Provided records:
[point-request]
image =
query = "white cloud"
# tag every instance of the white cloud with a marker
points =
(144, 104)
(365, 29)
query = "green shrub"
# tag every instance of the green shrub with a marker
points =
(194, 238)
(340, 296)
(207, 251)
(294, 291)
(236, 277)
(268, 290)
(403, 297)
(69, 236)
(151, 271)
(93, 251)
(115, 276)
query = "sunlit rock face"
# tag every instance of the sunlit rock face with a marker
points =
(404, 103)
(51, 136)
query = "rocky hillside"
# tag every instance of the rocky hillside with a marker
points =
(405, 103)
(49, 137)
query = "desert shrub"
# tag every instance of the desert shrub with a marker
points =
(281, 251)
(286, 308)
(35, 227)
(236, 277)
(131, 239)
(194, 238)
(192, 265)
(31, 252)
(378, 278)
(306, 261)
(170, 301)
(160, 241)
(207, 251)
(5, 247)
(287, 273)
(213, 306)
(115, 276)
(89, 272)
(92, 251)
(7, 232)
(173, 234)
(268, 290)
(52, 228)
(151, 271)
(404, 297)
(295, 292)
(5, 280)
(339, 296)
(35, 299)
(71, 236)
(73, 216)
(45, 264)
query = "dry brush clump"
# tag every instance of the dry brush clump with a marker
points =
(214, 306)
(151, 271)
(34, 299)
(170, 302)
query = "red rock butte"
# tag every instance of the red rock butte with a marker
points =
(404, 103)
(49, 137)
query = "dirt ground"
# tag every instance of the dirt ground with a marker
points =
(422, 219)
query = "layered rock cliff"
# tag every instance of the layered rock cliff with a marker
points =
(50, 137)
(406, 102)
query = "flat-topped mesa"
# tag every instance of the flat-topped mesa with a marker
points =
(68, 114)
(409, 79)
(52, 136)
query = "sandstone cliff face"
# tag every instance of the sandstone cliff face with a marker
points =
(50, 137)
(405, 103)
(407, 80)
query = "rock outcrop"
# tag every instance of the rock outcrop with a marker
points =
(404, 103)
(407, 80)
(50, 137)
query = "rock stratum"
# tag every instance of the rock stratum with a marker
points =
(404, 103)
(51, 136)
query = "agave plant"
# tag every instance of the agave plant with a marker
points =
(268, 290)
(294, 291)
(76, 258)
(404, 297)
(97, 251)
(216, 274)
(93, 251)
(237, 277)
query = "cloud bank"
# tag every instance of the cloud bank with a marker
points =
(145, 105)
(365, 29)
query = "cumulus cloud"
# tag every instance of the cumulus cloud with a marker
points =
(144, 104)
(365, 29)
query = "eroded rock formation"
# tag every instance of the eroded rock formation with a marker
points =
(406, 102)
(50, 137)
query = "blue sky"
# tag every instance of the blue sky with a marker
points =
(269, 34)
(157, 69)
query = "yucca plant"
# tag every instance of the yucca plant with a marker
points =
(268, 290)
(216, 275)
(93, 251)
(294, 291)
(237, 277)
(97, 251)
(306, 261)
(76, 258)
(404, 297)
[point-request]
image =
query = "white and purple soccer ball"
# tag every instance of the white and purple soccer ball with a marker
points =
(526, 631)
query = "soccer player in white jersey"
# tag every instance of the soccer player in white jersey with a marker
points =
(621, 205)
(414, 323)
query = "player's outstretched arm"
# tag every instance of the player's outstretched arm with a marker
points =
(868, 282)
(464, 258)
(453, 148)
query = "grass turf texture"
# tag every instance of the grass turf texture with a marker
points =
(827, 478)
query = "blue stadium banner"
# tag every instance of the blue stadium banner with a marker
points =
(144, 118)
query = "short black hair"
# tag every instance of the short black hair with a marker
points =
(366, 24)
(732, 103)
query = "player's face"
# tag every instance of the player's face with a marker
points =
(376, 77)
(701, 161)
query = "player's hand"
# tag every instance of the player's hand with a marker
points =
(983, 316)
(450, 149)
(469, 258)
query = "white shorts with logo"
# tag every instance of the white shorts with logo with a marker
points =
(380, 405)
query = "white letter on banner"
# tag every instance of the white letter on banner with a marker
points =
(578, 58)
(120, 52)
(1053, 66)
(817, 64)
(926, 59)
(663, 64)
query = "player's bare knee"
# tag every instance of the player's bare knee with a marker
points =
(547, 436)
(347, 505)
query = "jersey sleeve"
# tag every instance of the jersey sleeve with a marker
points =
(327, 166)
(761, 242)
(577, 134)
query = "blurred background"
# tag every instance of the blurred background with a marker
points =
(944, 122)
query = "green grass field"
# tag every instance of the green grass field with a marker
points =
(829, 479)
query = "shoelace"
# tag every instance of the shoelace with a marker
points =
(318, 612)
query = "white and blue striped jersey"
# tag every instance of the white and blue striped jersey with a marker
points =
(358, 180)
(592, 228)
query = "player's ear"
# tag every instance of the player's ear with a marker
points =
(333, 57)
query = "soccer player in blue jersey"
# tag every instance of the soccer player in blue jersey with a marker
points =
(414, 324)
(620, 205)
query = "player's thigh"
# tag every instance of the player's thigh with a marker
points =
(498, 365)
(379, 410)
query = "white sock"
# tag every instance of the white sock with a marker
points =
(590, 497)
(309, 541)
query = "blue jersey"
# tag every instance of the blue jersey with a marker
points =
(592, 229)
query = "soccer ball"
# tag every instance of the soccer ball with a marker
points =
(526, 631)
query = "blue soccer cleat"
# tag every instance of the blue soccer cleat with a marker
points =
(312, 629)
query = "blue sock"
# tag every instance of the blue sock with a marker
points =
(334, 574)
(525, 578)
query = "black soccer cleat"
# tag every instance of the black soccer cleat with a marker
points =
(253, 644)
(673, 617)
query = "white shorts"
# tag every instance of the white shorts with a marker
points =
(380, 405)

Task statement: How many of the lines above contain the word "grass"? Reply with the number alone.

Worked solution: 4